Source passage:
- Opening Delimiter -
UA’s Hardin Elected Fellow of American Statistical Association

TUSCALOOSA, Ala. — Dr. J. Michael Hardin, senior associate dean and professor of statistics at The University of Alabama’s Culverhouse College of Commerce, has been elected a fellow of the American Statistical Association.

The distinctive designation of fellow is reserved for professionals in statistics who make outstanding contributions to the field. American Statistical Association members work in government, industry and academia applying statistics in medical, biological, physical, economic and social sciences.

The fellow designation is limited to no more than one-third of 1 percent of the ASA membership, which now is about 18,000 in the United States, Canada and overseas.

Hardin is the second UA professor of statistics to be named a fellow of the ASA in the past three years, and he is the fifth Culverhouse faculty member to receive the designation.

The others are Drs. Subhabrata Chakraborti, Jean Gibbons, Badrig Kurkjian and William Woodall.
- Closing Delimiter -
Data shown:
- Opening Delimiter -
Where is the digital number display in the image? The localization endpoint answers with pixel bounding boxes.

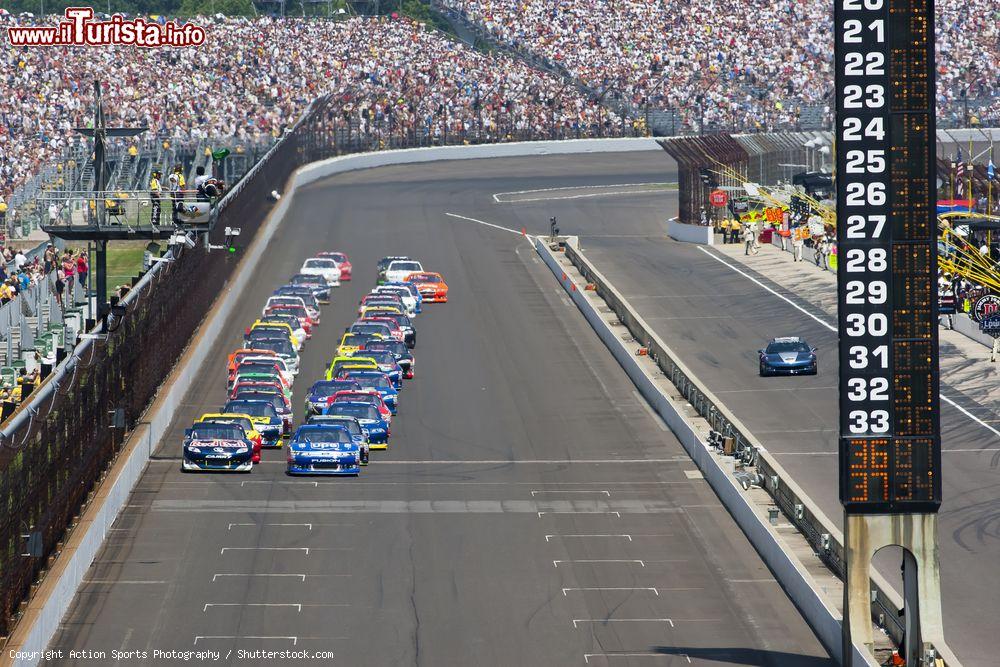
[834,0,941,514]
- Closing Delimiter -
What the task requires:
Please state what share of the American Statistical Association membership, at most, can hold the fellow designation, according to the article on Hardin's election.

Exercise response:
No more than one-third of 1 percent of the membership.